◆ TASK STATEMENT
Line count for "running": report how many lines in this material hold that string, with the number alone as the answer.

◆ RECORD EXTRACTS
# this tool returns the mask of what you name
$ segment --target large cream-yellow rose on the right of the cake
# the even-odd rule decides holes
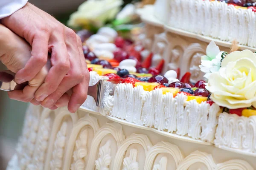
[[[218,72],[209,75],[211,99],[229,108],[256,107],[256,54],[250,50],[235,51],[221,62]]]

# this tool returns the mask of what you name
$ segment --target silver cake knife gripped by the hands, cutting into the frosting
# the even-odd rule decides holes
[[[22,90],[28,82],[17,84],[14,81],[15,73],[9,70],[0,71],[0,90],[13,91]],[[116,85],[123,79],[100,79],[95,85],[88,87],[88,95],[92,96],[96,102],[96,106],[104,107],[104,98],[114,94]]]

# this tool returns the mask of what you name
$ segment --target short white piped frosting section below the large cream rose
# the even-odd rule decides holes
[[[218,124],[215,146],[256,153],[256,116],[221,113]]]

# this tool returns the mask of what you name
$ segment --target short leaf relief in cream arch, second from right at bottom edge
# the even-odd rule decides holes
[[[129,157],[126,157],[123,161],[122,170],[139,170],[139,164],[137,160],[137,149],[131,149]]]

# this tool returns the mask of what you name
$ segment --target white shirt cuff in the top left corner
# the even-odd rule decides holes
[[[0,19],[15,13],[27,2],[28,0],[0,0]]]

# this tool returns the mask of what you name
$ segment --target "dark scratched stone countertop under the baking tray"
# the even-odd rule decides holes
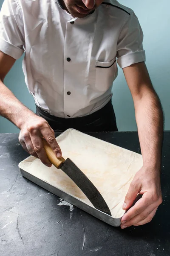
[[[56,134],[56,136],[59,134]],[[140,153],[136,132],[90,135]],[[18,134],[0,134],[0,255],[170,256],[170,132],[164,132],[163,203],[149,224],[121,230],[74,207],[22,177],[28,157]]]

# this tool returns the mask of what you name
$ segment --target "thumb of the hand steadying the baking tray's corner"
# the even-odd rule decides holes
[[[136,196],[138,195],[139,190],[140,184],[135,184],[132,181],[129,190],[125,196],[125,202],[122,206],[122,209],[127,210],[132,206],[134,200],[136,199]]]

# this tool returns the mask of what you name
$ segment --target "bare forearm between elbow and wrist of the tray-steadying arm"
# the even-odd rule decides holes
[[[143,164],[160,170],[163,113],[156,93],[150,91],[137,100],[135,113]]]

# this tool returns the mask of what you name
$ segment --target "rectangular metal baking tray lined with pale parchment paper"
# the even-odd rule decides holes
[[[19,163],[21,174],[111,226],[120,226],[121,218],[125,213],[122,210],[122,204],[130,182],[142,167],[142,156],[74,129],[66,130],[56,140],[62,149],[63,157],[71,158],[94,183],[108,204],[112,216],[95,209],[64,172],[57,170],[54,166],[51,168],[44,166],[33,156]]]

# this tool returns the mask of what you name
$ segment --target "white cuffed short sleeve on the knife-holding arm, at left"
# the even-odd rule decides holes
[[[0,11],[0,51],[18,59],[23,54],[23,21],[15,0],[4,0]]]

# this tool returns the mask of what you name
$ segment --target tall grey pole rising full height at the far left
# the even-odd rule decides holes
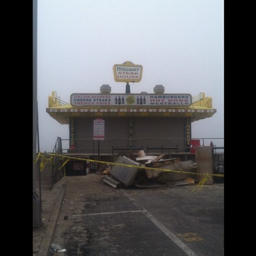
[[[35,188],[37,117],[37,0],[33,0],[33,228],[42,225],[41,202]]]

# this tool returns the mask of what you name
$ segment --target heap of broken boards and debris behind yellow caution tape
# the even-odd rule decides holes
[[[108,166],[102,174],[103,181],[112,187],[120,188],[177,186],[194,184],[197,172],[196,163],[180,158],[164,159],[165,155],[146,156],[141,150],[137,157],[131,152],[118,156],[115,164]]]

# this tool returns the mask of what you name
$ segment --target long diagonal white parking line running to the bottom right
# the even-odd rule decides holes
[[[191,250],[186,244],[184,244],[175,234],[166,228],[161,222],[159,222],[150,212],[148,212],[141,204],[139,204],[132,196],[126,193],[125,190],[120,189],[122,193],[129,198],[141,211],[143,214],[150,219],[163,233],[166,234],[175,244],[177,244],[187,255],[197,256],[197,254]]]

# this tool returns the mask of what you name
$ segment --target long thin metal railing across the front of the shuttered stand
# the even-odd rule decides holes
[[[224,153],[224,138],[191,138],[192,140],[200,140],[200,146],[210,146],[210,142],[214,142],[212,147],[214,153]],[[71,139],[61,139],[57,138],[53,153],[62,155],[63,153],[88,153],[88,154],[98,154],[108,153],[113,155],[115,150],[136,150],[138,148],[144,149],[148,152],[190,152],[190,147],[186,147],[185,138],[136,138],[132,139],[104,139],[100,141],[94,139],[72,139],[75,141],[76,147],[70,147]],[[178,143],[177,143],[178,142]]]

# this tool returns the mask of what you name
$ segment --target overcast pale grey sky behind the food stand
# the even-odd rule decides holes
[[[193,138],[224,138],[224,0],[38,0],[37,92],[40,151],[51,152],[68,125],[46,113],[56,91],[125,93],[113,66],[143,66],[131,93],[204,92],[217,113],[192,123]],[[214,144],[223,145],[223,140]]]

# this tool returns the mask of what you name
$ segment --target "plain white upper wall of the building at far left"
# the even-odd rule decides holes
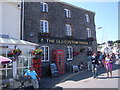
[[[2,2],[2,33],[20,39],[20,9],[17,2]]]

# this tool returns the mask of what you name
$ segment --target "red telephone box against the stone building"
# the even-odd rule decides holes
[[[58,73],[63,74],[65,73],[65,66],[64,62],[65,56],[63,50],[53,50],[52,51],[52,62],[55,62],[58,68]]]

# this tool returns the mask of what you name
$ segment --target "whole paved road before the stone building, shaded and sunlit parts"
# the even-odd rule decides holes
[[[80,71],[77,73],[66,72],[64,74],[59,75],[58,77],[43,76],[39,81],[39,84],[40,84],[39,90],[51,89],[51,88],[58,90],[58,89],[70,88],[70,87],[71,88],[90,88],[90,87],[100,88],[108,82],[113,82],[113,83],[110,83],[110,85],[113,84],[112,86],[114,86],[113,88],[115,88],[115,87],[118,87],[117,79],[120,78],[120,76],[118,76],[119,68],[120,66],[118,67],[115,65],[113,67],[113,78],[106,78],[105,69],[103,67],[99,67],[98,68],[99,76],[97,80],[93,79],[92,72],[88,70]],[[104,83],[100,86],[101,82],[104,82]],[[98,83],[98,84],[94,86],[93,83]],[[109,86],[109,84],[107,84],[107,86]],[[32,90],[32,89],[33,87],[30,86],[22,90]]]

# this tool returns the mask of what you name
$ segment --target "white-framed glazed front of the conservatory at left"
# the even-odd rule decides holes
[[[14,60],[13,57],[9,55],[9,53],[11,53],[13,48],[0,48],[0,49],[2,50],[2,52],[0,52],[1,56]],[[18,58],[12,61],[11,63],[0,64],[1,80],[10,79],[15,77],[16,75],[19,75],[19,76],[24,75],[24,69],[28,69],[32,64],[32,60],[31,60],[32,57],[31,57],[31,54],[28,54],[28,52],[29,50],[24,50],[24,54],[21,54],[20,56],[18,56]]]

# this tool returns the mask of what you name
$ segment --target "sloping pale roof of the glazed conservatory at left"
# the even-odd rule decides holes
[[[1,45],[28,45],[28,46],[39,46],[36,43],[28,42],[25,40],[19,40],[9,37],[8,35],[0,35]]]

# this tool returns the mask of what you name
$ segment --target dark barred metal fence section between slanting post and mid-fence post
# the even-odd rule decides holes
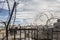
[[[10,40],[38,40],[37,28],[15,28],[10,29],[9,31],[11,37],[13,35],[13,37]]]

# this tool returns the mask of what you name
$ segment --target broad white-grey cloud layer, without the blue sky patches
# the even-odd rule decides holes
[[[9,0],[10,7],[12,8],[13,6],[13,0]],[[54,16],[59,16],[60,14],[60,3],[59,0],[20,0],[17,6],[17,14],[16,18],[18,18],[18,21],[21,19],[19,18],[30,18],[27,19],[26,21],[28,23],[34,23],[35,21],[35,16],[37,14],[40,14],[41,12],[50,11]],[[7,9],[7,4],[5,3],[4,9]],[[52,11],[51,11],[52,10]],[[45,12],[51,17],[49,12]],[[44,19],[44,18],[43,18]],[[23,19],[22,19],[23,20]],[[40,20],[37,21],[37,24],[43,24],[45,22],[41,22]]]

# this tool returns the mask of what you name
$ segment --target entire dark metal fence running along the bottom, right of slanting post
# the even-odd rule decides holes
[[[49,28],[11,28],[8,40],[60,40],[60,29]],[[6,40],[6,37],[3,39]]]

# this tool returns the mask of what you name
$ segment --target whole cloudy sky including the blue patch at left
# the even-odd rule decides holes
[[[5,0],[0,0],[0,20],[7,21],[8,6]],[[10,9],[13,7],[14,0],[8,0]],[[60,0],[15,0],[17,13],[15,24],[45,24],[48,18],[53,16],[60,17]],[[40,15],[44,15],[41,16]],[[47,16],[46,16],[46,15]]]

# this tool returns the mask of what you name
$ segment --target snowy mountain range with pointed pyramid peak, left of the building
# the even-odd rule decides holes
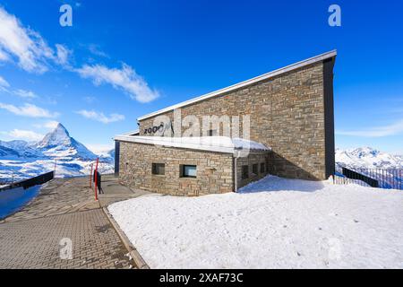
[[[114,152],[99,156],[69,135],[58,124],[38,143],[0,141],[0,181],[30,178],[55,169],[57,177],[82,176],[90,173],[90,164],[99,157],[99,170],[114,170]]]

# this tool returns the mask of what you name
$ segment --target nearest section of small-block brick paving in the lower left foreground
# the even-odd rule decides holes
[[[73,259],[61,259],[71,239]],[[129,268],[127,249],[101,209],[0,224],[0,268]]]

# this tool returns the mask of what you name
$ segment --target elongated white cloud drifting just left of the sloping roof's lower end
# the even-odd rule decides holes
[[[83,65],[76,71],[81,77],[92,79],[96,85],[109,83],[116,89],[123,89],[132,99],[140,102],[150,102],[159,97],[159,92],[151,90],[149,84],[130,65],[124,64],[121,69],[105,65]]]

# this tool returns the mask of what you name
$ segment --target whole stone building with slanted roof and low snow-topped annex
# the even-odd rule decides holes
[[[117,135],[125,185],[173,195],[236,191],[268,173],[334,173],[330,51],[138,118]]]

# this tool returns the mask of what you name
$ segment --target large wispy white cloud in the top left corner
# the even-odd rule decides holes
[[[56,53],[47,45],[40,34],[24,27],[13,14],[0,7],[0,61],[16,58],[18,65],[27,72],[44,73],[49,61],[64,65],[66,51],[62,45],[56,45]]]

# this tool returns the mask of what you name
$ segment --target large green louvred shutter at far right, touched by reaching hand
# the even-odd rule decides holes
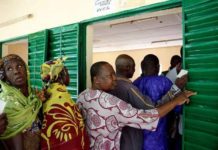
[[[218,150],[218,0],[183,0],[187,89],[198,94],[184,108],[184,150]]]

◆ SOLUTION FOR THIS EXERCISE
2